(Entries taken from a collection)
────────────────────
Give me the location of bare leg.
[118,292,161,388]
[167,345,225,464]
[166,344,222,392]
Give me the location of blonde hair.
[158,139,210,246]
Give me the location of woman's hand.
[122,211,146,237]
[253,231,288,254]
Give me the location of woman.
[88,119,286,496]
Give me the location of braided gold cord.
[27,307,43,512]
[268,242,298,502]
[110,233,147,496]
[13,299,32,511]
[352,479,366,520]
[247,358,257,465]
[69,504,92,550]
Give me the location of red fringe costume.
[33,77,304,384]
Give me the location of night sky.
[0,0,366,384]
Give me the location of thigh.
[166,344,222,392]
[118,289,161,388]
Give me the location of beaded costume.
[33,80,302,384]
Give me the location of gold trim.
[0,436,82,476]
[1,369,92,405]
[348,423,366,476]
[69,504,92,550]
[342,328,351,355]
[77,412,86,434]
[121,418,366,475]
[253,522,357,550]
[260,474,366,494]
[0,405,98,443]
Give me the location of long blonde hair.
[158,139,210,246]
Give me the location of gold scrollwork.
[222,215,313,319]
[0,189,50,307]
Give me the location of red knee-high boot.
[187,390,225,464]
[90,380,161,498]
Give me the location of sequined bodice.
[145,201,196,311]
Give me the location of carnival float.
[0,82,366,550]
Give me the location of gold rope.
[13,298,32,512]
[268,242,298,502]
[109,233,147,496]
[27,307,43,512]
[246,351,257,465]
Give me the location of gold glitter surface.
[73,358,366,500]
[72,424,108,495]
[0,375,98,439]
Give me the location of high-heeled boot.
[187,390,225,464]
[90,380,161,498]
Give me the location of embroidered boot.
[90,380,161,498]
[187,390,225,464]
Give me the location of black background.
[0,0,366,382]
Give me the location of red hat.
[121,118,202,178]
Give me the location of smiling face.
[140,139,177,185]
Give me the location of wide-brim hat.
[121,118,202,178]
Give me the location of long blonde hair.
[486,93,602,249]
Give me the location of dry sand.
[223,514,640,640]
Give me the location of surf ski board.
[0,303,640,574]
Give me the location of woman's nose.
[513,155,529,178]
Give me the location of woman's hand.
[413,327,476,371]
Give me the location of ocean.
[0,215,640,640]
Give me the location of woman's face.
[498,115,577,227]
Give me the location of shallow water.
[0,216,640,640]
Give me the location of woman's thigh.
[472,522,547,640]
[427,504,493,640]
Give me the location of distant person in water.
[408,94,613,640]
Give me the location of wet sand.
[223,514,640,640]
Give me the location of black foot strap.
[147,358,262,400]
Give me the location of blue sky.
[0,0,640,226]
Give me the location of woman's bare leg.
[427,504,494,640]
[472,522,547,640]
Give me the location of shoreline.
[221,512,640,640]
────────────────────
Short task:
Please copy the material from the line with "Give me the location of woman's face." through the end of the material, keeping every line exactly as it appears.

Written solution:
Give me the location of woman's face.
[498,115,577,227]
Give me the location of shallow water.
[0,216,640,640]
Give me the location of woman's thigh.
[472,522,547,640]
[427,504,493,640]
Give me the location of distant person in water.
[408,94,613,640]
Give me the location of wet sand.
[223,514,640,640]
Give me the location of black foot strap.
[147,358,262,400]
Give me the location of blue sky.
[0,0,640,226]
Give me the location of woman's bare leg.
[427,504,494,640]
[472,522,547,640]
Give me the location of shoreline.
[221,512,640,640]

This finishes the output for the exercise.